# [WHAT TO DO]
Quote the lines below exactly, from the one that holds "Tag one point on every instance of the striped" through the final line of the records, and only those.

Records contained in a dataset
START

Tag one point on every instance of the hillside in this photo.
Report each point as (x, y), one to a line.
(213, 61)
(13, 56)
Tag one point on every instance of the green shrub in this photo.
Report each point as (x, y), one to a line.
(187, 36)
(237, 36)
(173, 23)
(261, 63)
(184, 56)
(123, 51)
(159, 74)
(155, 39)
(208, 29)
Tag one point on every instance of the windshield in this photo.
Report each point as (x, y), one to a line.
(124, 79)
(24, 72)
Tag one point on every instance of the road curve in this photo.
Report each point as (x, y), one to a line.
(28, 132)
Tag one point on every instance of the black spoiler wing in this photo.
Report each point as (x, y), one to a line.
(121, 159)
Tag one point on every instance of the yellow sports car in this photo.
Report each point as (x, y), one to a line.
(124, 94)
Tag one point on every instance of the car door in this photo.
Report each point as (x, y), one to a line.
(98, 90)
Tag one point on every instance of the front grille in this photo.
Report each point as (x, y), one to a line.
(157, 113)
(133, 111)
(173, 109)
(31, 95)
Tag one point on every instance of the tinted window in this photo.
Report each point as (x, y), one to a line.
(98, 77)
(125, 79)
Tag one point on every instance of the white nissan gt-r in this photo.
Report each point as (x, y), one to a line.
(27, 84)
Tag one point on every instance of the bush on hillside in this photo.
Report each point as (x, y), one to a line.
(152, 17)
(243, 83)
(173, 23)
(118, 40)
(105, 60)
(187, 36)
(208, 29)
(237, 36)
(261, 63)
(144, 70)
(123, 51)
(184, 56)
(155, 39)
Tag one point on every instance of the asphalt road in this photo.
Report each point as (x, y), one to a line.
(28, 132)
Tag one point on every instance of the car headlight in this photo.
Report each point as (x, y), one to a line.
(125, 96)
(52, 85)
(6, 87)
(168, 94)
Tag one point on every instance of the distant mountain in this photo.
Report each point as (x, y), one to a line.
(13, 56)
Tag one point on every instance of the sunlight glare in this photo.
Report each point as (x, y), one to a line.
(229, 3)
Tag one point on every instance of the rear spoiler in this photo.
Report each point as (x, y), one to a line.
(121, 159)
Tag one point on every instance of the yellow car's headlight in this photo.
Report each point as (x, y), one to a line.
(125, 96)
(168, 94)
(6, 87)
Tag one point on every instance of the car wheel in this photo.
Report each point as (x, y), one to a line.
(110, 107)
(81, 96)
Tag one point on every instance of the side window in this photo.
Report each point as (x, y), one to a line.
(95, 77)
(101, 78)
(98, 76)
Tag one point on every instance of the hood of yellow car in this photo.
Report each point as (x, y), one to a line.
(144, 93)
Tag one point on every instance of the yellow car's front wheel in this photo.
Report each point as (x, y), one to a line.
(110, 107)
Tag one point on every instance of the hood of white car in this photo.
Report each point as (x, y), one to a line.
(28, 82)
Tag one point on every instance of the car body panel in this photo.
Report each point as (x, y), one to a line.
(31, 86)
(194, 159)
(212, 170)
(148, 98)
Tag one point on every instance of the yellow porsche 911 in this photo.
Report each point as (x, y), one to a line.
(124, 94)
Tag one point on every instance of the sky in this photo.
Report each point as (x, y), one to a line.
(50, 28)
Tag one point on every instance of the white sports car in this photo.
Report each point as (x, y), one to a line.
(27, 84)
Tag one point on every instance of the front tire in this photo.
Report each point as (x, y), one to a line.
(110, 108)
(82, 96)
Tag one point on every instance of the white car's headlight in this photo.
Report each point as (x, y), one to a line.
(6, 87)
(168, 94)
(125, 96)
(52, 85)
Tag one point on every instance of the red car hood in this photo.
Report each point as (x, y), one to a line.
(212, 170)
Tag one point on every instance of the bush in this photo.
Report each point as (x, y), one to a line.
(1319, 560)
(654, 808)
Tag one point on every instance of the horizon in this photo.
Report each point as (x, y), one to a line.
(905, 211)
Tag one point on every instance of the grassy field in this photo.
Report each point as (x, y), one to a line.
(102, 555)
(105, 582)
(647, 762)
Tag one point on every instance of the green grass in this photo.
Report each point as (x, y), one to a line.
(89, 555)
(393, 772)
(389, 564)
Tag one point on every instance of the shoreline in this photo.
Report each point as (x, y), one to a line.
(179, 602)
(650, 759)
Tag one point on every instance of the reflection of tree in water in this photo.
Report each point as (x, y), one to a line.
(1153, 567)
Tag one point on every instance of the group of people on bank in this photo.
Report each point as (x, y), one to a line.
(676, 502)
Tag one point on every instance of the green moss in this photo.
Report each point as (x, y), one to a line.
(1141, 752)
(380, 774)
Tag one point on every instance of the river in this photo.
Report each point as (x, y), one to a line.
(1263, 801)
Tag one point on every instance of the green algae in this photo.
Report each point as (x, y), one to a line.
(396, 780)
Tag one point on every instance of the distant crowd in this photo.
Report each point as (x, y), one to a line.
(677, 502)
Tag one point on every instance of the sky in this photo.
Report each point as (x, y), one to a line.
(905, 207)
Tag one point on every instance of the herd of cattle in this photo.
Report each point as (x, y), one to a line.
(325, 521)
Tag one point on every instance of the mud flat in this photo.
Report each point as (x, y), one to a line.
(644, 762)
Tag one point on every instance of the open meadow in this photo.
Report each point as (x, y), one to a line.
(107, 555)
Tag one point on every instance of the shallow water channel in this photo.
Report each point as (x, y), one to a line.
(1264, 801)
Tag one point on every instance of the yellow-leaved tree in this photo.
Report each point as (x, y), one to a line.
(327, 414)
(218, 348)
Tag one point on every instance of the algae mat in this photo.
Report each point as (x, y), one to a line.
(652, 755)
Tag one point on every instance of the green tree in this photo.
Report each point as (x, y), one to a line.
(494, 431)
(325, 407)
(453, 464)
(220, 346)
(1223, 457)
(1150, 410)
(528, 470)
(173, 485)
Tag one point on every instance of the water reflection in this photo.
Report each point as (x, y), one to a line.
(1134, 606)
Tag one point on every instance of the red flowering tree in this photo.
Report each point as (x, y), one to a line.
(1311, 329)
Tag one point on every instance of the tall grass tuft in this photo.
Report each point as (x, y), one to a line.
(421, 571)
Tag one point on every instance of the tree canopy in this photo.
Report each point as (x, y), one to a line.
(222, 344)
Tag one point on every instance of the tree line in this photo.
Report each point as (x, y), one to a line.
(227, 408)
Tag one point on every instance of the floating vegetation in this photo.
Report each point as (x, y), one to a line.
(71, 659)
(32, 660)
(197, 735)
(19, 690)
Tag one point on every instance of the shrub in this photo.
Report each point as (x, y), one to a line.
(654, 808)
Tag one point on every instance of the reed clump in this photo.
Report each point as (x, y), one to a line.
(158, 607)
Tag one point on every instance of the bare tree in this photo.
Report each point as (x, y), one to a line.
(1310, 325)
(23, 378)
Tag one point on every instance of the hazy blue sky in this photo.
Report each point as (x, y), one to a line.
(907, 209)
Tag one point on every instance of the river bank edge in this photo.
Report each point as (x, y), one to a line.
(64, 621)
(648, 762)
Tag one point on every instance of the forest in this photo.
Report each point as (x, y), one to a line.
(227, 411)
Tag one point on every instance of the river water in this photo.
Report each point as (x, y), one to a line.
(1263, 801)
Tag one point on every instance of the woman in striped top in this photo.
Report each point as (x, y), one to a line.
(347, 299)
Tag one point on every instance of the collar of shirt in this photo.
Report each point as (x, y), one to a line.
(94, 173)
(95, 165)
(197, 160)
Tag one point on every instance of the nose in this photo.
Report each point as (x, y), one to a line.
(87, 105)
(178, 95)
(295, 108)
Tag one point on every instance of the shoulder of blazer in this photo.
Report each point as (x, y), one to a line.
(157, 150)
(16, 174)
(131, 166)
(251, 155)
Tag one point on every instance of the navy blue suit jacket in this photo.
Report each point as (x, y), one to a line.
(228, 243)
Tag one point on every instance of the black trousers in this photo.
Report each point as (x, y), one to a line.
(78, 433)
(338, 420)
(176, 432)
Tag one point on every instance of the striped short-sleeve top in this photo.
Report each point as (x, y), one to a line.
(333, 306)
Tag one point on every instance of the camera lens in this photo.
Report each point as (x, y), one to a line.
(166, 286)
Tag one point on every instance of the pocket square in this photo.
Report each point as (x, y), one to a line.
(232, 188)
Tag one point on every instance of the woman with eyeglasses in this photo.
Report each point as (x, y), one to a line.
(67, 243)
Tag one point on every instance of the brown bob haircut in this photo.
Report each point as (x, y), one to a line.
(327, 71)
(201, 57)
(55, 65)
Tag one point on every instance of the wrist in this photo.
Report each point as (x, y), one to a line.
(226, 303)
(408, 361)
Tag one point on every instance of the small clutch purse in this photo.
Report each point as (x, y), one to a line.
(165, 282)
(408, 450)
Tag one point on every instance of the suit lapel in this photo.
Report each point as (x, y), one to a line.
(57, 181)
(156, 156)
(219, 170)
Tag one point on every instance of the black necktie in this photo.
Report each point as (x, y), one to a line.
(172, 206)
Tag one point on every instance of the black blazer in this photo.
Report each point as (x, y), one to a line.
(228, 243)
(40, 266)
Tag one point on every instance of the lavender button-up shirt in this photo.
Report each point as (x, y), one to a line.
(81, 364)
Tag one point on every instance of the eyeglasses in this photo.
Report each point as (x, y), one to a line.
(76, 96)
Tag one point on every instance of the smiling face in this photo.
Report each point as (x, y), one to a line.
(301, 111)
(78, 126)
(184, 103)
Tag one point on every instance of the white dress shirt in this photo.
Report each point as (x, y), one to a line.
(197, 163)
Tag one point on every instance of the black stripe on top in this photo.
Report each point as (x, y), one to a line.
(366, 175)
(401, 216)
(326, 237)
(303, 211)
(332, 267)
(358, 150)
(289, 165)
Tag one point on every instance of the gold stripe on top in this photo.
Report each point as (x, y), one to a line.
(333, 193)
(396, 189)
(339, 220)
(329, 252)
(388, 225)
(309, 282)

END

# [THE COMPLETED TASK]
Tag one point on every instance of the striped short-sleeve top in this photo.
Report each point as (x, y), one to a line.
(333, 306)
Tag one point on every instance of the camera lens in this photo.
Report each point as (x, y), one to a line.
(166, 286)
Tag one point on every instance of the pocket square in this photo.
Report each point as (x, y), one to a line.
(232, 188)
Tag one point on every instance of the woman with eyeglasses in this photo.
Report each point as (x, y), one to a line.
(67, 243)
Tag one point on every instance of the brown bob haircut in this photo.
Report each point as (x, y), one to a line.
(327, 71)
(201, 57)
(55, 65)
Tag one point on every instance of the wrist in this photo.
Report each point as (x, y), one to a line.
(226, 303)
(408, 361)
Tag one point on every instance of the small clutch purse in this photo.
Report each point as (x, y), one to a line.
(165, 282)
(408, 450)
Tag one point on every instance of the suit lapel in this photo.
Report each point as (x, y), one to a line.
(57, 181)
(156, 156)
(219, 170)
Tag one point on every instance of the black necktie in this photo.
Report each point as (x, y), one to a line.
(172, 206)
Tag one point on every instance of the black blazer in this photo.
Report each point as (x, y), one to a line.
(228, 243)
(40, 266)
Tag one point on every instance of the lavender button-up shirt in this photo.
Report each point as (x, y), one to a line.
(81, 364)
Tag one point on every instance of the eyeglasses in this photo.
Report each point as (x, y), one to a line.
(76, 96)
Tag one point on every instance of the smiling face in this photo.
Report each point as (x, y), one to a line.
(301, 111)
(78, 126)
(184, 103)
Tag one point on every instance of the white dress shirt in this photo.
Report each point as (x, y), one to a line.
(197, 163)
Tag one point on every instance of the black stripe on top in this photo.
Report each point as (x, y), one to a line.
(366, 175)
(401, 216)
(326, 237)
(303, 211)
(332, 267)
(358, 150)
(289, 165)
Tag one point on every instance of the gold stripe on top in this photo.
Report each point as (x, y), one to a line.
(333, 193)
(396, 189)
(339, 220)
(329, 252)
(388, 225)
(309, 282)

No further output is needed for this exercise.